- [Consigne] Extrayez de l'extrait sur la compétence du Conseil d'État le segment qui va de « 3. Ces dispositions, qui » à « destinée à l'habitation. », sans y apporter la moindre modification.

- [Extrait]
================================
Sur la compétence du Conseil d'Etat :

2. En vertu des dispositions de l'article R. 811-1-1 du code de justice administrative, issu du décret du 1er octobre 2013 relatif au contentieux de l'urbanisme, les tribunaux administratifs statuent en premier et dernier ressort sur les recours, introduits entre le 1er décembre 2013 et le 1er décembre 2018, dirigés contre " les permis de construire ou de démolir un bâtiment à usage principal d'habitation ou contre les permis d'aménager un lotissement lorsque le bâtiment ou le lotissement est implanté en tout ou partie sur le territoire d'une des communes mentionnées à l'article 232 du code général des impôts et son décret d'application ".

3. Ces dispositions, qui ont pour objectif, dans les zones où la tension entre l'offre et la demande de logements est particulièrement vive, de réduire le délai de traitement des recours pouvant retarder la réalisation d'opérations de construction de logements, dérogent aux dispositions du premier alinéa de l'article R. 811-1 du code de justice administrative aux termes desquelles : " Toute partie présente dans une instance devant le tribunal administratif (...) peut interjeter appel contre toute décision juridictionnelle rendue dans cette instance ". Pour leur application dans le cas où la construction est destinée à différents usages, doit être regardé comme un bâtiment à usage principal d'habitation celui dont plus de la moitié de la surface de plancher est destinée à l'habitation.

4. En l'espèce, d'une part, la ville de Paris figurait, à la date du permis attaqué, sur la liste des communes annexée au décret du 10 mai 2013 relatif au champ d'application de la taxe annuelle sur les logements vacants instituée par l'article 232 du code général des impôts. D'autre part, la demande du syndicat des copropriétaires de la résidence Butte Stendhal et autres a été présentée après le 1er décembre 2013. Enfin, il ressort des pièces du dossier soumis aux juges du fond que le permis de construire litigieux autorise la construction d'un bâtiment à usage multiple comportant, pour une surface totale de 4 672 m², 2 037 m² de logements sociaux et logements de fonction, un centre d'hébergement d'urgence de 1 867 m² et une crèche de 864 m². Dès lors qu'un centre d'hébergement d'urgence constitue un bâtiment à usage principal d'habitation au sens des dispositions citées au point 2 de l'article R 811-1-1 du code de justice administrative, le projet immobilier autorisé par le permis de construire en litige, dont 83% de la surface de plancher est destinée à l'habitation, doit être regardé comme étant " à usage principal d'habitation " au sens de ces dispositions.
================================
- [Données enregistrées]
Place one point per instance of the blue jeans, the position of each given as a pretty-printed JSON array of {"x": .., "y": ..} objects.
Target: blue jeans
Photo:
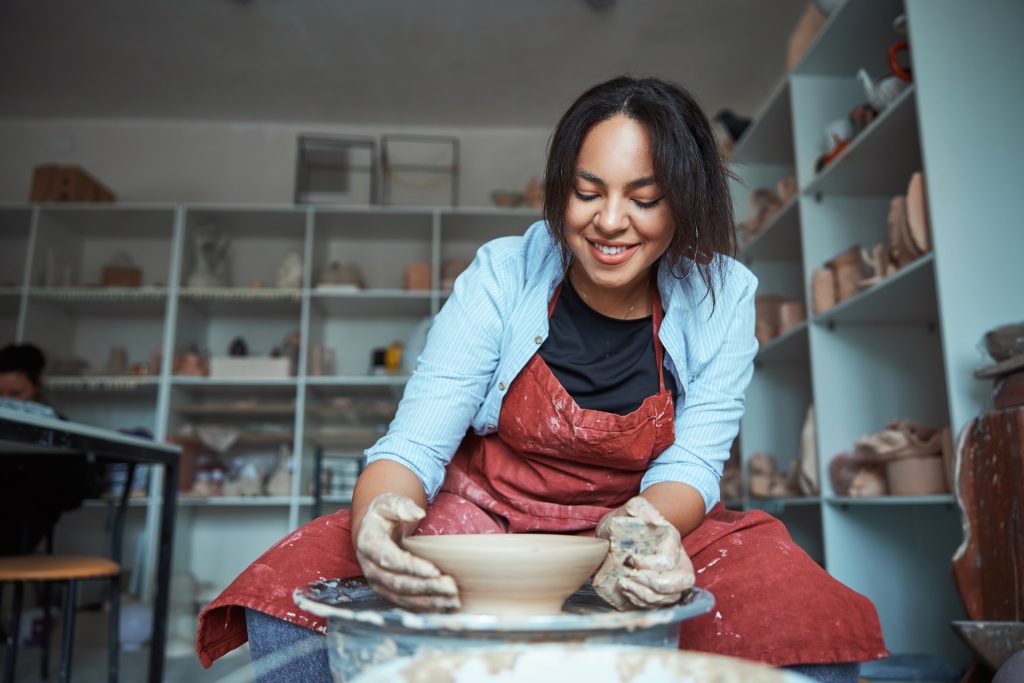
[{"x": 283, "y": 652}]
================================
- [Solution proposée]
3. Ces dispositions, qui ont pour objectif, dans les zones où la tension entre l'offre et la demande de logements est particulièrement vive, de réduire le délai de traitement des recours pouvant retarder la réalisation d'opérations de construction de logements, dérogent aux dispositions du premier alinéa de l'article R. 811-1 du code de justice administrative aux termes desquelles : " Toute partie présente dans une instance devant le tribunal administratif (...) peut interjeter appel contre toute décision juridictionnelle rendue dans cette instance ". Pour leur application dans le cas où la construction est destinée à différents usages, doit être regardé comme un bâtiment à usage principal d'habitation celui dont plus de la moitié de la surface de plancher est destinée à l'habitation.